> **Task directions**: Take every line from the entries below that includes the word "glove" and copy it.

Data provided section start

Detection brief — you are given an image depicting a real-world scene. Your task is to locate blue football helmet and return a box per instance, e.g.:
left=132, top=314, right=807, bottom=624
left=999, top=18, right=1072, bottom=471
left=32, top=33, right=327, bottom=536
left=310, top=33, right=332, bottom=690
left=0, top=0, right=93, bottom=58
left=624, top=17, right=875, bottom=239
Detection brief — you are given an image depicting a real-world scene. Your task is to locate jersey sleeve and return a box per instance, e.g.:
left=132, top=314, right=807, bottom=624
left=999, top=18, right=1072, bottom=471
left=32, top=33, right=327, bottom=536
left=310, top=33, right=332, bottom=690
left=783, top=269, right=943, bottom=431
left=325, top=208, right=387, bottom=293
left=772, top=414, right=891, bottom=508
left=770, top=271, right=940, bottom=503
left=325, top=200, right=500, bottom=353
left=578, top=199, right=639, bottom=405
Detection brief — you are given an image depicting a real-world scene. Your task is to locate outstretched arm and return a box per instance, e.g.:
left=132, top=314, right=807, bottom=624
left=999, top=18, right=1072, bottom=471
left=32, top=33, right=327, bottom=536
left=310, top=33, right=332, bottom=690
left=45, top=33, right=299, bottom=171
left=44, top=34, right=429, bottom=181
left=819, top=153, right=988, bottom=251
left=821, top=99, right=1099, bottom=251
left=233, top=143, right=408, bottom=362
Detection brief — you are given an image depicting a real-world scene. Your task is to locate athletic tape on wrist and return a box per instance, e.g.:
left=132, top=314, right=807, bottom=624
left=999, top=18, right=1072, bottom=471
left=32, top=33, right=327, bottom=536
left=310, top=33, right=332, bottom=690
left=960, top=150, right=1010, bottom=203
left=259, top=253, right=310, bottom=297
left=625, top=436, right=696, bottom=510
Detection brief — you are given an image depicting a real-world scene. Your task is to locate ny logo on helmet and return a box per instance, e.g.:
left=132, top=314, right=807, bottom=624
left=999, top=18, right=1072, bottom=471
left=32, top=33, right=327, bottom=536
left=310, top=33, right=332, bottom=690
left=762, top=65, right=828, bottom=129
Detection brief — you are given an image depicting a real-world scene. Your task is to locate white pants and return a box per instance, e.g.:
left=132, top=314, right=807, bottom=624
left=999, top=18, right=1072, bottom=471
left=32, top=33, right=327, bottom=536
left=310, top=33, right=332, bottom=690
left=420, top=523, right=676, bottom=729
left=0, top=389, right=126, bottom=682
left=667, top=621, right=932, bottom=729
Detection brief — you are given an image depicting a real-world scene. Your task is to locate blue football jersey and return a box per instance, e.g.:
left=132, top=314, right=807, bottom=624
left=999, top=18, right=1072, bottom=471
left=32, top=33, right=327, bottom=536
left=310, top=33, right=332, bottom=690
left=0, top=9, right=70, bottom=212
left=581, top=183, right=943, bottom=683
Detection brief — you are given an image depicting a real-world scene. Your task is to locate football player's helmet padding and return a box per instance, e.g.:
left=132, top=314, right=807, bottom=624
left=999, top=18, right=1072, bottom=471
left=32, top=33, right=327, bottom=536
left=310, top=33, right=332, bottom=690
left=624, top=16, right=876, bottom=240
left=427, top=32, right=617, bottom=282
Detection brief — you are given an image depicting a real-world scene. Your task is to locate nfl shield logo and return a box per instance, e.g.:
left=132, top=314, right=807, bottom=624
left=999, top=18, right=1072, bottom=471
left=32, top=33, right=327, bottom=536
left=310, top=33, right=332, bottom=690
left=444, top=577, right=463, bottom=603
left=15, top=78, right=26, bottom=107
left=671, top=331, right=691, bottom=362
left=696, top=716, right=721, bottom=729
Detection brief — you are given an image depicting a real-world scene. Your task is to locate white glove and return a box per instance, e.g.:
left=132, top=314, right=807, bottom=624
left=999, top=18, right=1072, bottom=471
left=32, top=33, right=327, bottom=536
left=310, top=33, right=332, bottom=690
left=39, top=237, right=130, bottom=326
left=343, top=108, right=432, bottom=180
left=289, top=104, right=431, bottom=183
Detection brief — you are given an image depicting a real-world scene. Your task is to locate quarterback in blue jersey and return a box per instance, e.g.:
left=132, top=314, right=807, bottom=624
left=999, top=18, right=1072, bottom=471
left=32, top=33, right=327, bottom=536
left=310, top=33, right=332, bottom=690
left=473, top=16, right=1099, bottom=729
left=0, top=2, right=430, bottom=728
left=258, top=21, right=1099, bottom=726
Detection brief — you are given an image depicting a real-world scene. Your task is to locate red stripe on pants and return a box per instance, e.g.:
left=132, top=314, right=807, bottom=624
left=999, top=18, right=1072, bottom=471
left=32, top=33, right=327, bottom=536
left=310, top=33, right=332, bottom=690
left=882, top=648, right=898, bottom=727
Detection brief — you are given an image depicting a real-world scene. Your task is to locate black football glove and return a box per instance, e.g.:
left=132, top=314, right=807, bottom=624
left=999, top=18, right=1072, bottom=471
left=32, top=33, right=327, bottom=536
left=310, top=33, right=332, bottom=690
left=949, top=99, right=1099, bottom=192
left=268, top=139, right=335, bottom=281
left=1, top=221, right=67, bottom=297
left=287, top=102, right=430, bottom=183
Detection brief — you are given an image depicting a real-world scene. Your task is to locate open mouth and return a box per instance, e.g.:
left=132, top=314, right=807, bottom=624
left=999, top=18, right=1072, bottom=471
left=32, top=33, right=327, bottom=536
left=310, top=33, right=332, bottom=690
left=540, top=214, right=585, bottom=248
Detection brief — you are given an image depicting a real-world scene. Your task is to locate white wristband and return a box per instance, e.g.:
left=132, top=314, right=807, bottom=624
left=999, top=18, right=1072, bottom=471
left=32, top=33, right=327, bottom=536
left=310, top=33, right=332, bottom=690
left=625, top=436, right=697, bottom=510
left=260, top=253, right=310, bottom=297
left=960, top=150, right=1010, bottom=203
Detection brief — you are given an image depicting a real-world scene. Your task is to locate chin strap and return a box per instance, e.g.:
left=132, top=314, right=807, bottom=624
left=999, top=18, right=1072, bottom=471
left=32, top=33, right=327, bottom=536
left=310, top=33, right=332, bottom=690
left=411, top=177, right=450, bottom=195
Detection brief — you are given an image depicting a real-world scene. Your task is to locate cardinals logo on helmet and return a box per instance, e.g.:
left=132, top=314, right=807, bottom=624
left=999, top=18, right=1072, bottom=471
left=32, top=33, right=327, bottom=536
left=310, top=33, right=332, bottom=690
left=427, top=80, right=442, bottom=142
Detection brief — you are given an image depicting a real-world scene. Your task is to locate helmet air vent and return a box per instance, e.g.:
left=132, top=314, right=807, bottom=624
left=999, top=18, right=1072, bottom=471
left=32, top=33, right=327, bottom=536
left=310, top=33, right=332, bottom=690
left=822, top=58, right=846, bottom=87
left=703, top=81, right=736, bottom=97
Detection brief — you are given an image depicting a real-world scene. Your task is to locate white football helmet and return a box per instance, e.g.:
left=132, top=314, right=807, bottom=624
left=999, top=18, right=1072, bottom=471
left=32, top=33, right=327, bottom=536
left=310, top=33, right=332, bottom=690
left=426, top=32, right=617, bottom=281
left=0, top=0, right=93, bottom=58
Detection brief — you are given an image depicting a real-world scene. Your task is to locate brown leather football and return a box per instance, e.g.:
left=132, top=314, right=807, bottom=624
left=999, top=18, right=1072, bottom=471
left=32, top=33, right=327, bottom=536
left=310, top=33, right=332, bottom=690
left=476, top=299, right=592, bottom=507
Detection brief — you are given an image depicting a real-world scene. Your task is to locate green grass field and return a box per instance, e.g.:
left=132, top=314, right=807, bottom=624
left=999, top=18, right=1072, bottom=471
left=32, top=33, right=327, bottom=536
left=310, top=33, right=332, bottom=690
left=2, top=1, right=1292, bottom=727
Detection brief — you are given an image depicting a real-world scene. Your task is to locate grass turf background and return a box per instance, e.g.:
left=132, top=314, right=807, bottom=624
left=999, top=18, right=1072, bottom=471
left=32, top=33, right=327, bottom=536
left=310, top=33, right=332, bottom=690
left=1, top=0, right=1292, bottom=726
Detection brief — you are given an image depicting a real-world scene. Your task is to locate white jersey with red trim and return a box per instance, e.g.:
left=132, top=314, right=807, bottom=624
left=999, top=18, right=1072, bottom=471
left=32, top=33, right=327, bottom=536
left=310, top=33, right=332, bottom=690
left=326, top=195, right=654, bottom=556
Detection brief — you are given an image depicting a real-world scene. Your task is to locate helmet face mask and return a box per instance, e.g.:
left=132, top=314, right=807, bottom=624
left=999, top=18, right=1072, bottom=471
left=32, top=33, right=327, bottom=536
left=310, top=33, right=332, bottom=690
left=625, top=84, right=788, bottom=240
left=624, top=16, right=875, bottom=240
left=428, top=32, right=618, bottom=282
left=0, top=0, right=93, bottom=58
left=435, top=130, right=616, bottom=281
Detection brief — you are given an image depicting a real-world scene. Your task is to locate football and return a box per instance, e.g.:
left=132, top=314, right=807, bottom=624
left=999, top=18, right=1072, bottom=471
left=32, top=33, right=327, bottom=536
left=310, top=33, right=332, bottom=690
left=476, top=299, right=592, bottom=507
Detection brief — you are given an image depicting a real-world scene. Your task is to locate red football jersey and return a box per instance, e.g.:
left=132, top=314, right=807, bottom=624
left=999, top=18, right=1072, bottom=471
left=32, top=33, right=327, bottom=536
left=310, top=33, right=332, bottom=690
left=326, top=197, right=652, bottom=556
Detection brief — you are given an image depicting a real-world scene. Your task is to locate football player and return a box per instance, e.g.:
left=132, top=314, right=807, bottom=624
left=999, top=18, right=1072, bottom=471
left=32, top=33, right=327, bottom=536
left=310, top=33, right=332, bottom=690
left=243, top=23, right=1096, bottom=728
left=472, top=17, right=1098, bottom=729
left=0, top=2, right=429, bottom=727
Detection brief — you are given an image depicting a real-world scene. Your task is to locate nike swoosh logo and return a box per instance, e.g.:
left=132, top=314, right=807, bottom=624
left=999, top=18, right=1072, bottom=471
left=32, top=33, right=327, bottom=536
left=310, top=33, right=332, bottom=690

Data provided section end

> **Answer section**:
Detection brief — you are given an image depicting a real-world scene. Your task is to locate white glove and return a box per instance, e.g.:
Detection brief — you are given an image depicting a real-world scene. Your task is to locate black football glove and return a box per instance, e.g.:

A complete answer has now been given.